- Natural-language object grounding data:
========================

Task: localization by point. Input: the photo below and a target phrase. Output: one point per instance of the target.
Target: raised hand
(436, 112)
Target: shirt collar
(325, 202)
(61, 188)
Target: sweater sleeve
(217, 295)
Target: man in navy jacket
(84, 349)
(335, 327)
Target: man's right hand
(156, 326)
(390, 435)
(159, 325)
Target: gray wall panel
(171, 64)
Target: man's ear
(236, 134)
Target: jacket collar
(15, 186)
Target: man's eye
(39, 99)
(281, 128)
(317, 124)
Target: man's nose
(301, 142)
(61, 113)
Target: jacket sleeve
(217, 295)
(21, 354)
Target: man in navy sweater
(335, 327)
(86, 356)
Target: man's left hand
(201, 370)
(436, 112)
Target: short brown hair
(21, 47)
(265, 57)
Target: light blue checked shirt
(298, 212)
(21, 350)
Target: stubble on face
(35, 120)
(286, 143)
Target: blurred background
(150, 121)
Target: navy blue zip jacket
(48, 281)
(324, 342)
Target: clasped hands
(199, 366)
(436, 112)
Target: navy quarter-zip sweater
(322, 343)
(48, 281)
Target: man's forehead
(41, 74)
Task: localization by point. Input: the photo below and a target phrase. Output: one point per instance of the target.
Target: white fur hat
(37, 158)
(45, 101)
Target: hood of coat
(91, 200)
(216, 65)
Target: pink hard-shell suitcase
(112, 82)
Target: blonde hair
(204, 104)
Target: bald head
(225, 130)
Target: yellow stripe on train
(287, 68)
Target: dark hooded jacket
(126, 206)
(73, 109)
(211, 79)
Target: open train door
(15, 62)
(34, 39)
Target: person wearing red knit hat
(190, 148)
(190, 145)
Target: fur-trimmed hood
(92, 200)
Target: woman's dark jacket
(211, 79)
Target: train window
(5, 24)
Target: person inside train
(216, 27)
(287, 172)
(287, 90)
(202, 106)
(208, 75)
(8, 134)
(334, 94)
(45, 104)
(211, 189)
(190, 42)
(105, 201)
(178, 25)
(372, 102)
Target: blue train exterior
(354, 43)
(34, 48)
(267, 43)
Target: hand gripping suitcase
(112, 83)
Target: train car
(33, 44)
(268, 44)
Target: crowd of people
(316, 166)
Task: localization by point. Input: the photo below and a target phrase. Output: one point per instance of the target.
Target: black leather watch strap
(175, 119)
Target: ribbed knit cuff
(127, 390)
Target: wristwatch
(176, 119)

========================

Please be sure to repeat every entry exactly.

- ANSWER FOR THIS EXERCISE:
Task: localization by point. Input: the photo below and a target phrase. Output: one point per instance of the target.
Target: raised hand
(436, 112)
Target: shirt collar
(325, 202)
(61, 188)
Target: sweater sleeve
(217, 295)
Target: man in navy jacket
(84, 349)
(335, 327)
Target: man's right hand
(156, 326)
(390, 435)
(159, 325)
Target: gray wall panel
(171, 64)
Target: man's ear
(236, 134)
Target: jacket collar
(15, 186)
Target: man's eye
(39, 99)
(281, 128)
(317, 124)
Target: man's nose
(301, 142)
(61, 113)
Target: jacket sleeve
(217, 295)
(21, 354)
Target: man in navy sweater
(335, 327)
(86, 356)
Target: man's left hand
(201, 370)
(436, 112)
Target: short brown hair
(21, 47)
(265, 57)
Target: light blue checked shirt
(298, 212)
(21, 350)
Target: stubble on face
(35, 120)
(286, 143)
Target: blurred background
(150, 121)
Target: navy blue zip jacket
(48, 281)
(324, 342)
Target: clasped hands
(199, 366)
(436, 112)
Target: navy quarter-zip sweater
(322, 343)
(48, 281)
Target: man's forehead
(41, 74)
Task: localization by point. Input: the photo below and a target phrase. Output: one point per instance of the target.
Target: white fur hat
(37, 158)
(45, 101)
Target: hood of coat
(91, 200)
(216, 65)
Target: pink hard-shell suitcase
(112, 82)
Target: blonde hair
(204, 104)
Target: bald head
(225, 130)
Target: yellow stripe on train
(287, 68)
Target: dark hooded jacket
(126, 206)
(73, 109)
(211, 79)
Target: open train door
(15, 62)
(34, 39)
Target: person wearing red knit hat
(190, 148)
(190, 145)
Target: fur-trimmed hood
(92, 200)
Target: woman's dark jacket
(211, 79)
Target: train window
(5, 24)
Target: person inside train
(216, 27)
(287, 172)
(287, 90)
(202, 106)
(208, 75)
(8, 134)
(334, 94)
(45, 104)
(211, 189)
(190, 42)
(105, 201)
(178, 25)
(372, 102)
Target: blue train exterior
(354, 43)
(34, 48)
(267, 43)
Target: hand gripping suitcase
(112, 83)
Target: train car
(33, 44)
(268, 44)
Target: crowd of people
(316, 166)
Task: localization by point. Input: the photo below and a target phrase. Output: one point per instance of the target.
Target: black leather watch strap
(175, 119)
Target: ribbed knit cuff
(127, 390)
Target: wristwatch
(176, 119)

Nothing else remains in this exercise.